■ **YOUR INSTRUCTIONS**
Please state what the project description below says the spleen is considered these days.

Til bevillingsoversigt

Exploring the heterogeneity of splenic vasculature - is it more than a sieve?

Carlsberg Foundation Young Researcher Fellowships

What

Blood vessels are vital conducts for oxygen and nutrient delivery, immune cell trafficking, and waste removal to and from distant tissues of our bodies. Their anatomy and function differ between the tissues in which they reside. The aim of this project is to obtain better understanding and novel insight of the splenic vasculature, its function and expand and provide the answers to the intriguing questions, like: which molecular mechanisms drive spleen vasculature homeostasis.

Why

The spleen is the body’s largest filter of the blood and the largest lymphatic organ in the body. Regardless of its important role, the spleen is, these days, considered as “the forgotten organ”. Nevertheless, its microanatomy remains intriguing from a biological point of view. For instance, the spleen's vasculature network hosts a totally open circulation system, as connections from capillaries to sinuses are not found. Moreover, the details of the molecular signature of these vascular compartments are virtually unknown.

How

To address these fundamental questions, we will execute a number of experiments using the multi-omics analysis and complementary set of methods of well-established molecular biology techniques, including flow cytometry and primary cell culture. This will be followed up by various microscopic techniques that will enable imagining the tissue vasculature at different developmental stages.

SSR

The spleen has an important role in the immune function and homeostasis of the body. A diseased or surgically absent spleen increases the risk of infections with encapsulated bacteria, which can lead to lethal consequences for the affected individuals. The result of this project will shed light on the spleen vasculature's function that could be further investigated by private-public entities.

■ **Items from a dataset**
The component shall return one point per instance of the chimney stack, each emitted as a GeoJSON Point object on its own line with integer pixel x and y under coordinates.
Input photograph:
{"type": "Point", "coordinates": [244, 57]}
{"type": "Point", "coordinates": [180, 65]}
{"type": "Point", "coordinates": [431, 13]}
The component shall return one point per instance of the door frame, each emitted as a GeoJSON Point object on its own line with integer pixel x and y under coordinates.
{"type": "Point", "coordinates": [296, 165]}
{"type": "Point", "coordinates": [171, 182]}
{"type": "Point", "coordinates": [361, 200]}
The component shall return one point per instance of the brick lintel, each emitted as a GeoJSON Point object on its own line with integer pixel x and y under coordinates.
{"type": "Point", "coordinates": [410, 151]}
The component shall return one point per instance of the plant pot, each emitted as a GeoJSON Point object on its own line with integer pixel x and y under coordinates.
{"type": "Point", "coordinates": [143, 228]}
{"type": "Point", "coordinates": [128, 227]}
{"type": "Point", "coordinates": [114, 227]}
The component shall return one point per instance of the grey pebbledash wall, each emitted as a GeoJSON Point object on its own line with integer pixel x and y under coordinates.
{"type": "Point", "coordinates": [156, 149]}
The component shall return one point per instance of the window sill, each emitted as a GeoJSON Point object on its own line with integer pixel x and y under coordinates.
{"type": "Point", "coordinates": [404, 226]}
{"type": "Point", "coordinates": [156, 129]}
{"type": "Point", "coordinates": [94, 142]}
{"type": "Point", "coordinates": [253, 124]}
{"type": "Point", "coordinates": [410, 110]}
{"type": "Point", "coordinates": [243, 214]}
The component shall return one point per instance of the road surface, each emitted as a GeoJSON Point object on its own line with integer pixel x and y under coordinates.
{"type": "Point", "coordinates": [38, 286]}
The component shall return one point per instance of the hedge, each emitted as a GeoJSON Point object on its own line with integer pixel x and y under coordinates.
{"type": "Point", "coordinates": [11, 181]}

■ **TASK OUTPUT**
It is considered "the forgotten organ."